Document section:
## start

RENDERED: JUNE 15, 2023
TO BE PUBLISHED
Supreme Court of Kentucky
2022-SC-0043-DG
ESTATE OF LAHOMA SALYER BRAMBLE; APPELLANTS
JOAN ANGONESE; MICHAEL R. ANSLEM;
GINGER ASHWORTH; BERNICE BAILEY;
HENRIETTA BERRY; RUTH BROCK;
MELYNDA HARTMAN COFFEE; BEAUREDA
COLLEY; AMELIA CRAFT; CHARLES V.
CRAFT; CONROY CRAFT; JUDY DOWNS
CROCKETT; BETTY DOBSON; DOUG
DOWNS; CAROLYN DYKHUZIEN; ESTATE
OF EVALEE BLAYLOCK EDWARDS; MARY
FIFIELD; LILLIAN WHITAKER FLOYD;
GWENDONLYN R. FORGE; MAXINE
FRENCH; PAULINE FRITTS; JERRY B.

## end

Work to do:
a – Rewrite the case caption from "RENDERED: JUNE 15, 2023" up to and including "CRAFT; CHARLES V.", replacing "APPELLANTS" with "APPELLEES".
b – Summarize the case caption in two sentences.

Entries supplied:

## start

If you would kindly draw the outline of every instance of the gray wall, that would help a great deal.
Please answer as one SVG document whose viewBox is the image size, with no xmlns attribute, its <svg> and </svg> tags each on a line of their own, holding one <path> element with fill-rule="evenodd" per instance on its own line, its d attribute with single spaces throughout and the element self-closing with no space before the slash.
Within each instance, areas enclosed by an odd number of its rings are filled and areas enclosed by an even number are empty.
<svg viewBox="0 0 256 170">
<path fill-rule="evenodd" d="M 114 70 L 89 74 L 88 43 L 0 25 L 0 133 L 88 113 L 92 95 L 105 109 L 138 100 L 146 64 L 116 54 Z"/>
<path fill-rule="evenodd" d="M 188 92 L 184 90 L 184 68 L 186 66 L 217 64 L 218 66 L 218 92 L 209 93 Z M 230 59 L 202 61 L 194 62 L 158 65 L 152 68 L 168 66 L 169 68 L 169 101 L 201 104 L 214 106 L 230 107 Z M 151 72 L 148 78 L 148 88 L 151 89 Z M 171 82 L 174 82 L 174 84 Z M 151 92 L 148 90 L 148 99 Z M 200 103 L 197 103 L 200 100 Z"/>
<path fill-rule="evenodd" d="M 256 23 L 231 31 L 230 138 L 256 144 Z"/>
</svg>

## end

Solutions for each task:
a –
RENDERED: JUNE 15, 2023
TO BE PUBLISHED
Supreme Court of Kentucky
2022-SC-0043-DG
ESTATE OF LAHOMA SALYER BRAMBLE; APPELLEES
JOAN ANGONESE; MICHAEL R. ANSLEM;
GINGER ASHWORTH; BERNICE BAILEY;
HENRIETTA BERRY; RUTH BROCK;
MELYNDA HARTMAN COFFEE; BEAUREDA
COLLEY; AMELIA CRAFT; CHARLES V.

b – This Supreme Court of Kentucky case, numbered 2022-SC-0043-DG, was rendered on June 15, 2023, and is designated to be published. The appellants named include the Estate of Lahoma Salyer Bramble, Joan Angonese, Michael R. Anslem, and a long list of other individuals and estates.